INPUT MATERIAL:
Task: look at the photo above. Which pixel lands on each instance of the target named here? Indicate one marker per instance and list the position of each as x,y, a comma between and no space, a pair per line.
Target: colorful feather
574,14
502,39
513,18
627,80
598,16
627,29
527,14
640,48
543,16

PROBLEM:
Every line of the listing above is to be set down again without any change.

RESPONSE TO THE EXERCISE:
Task: look at the photo above. Which pixel lands on each instance of the target named here? Indicate one marker per instance and list the position of each as x,y, a comma between and no space, a pair per line.
Target: colorful feather
574,14
502,39
513,18
627,80
598,16
627,29
527,14
640,48
543,16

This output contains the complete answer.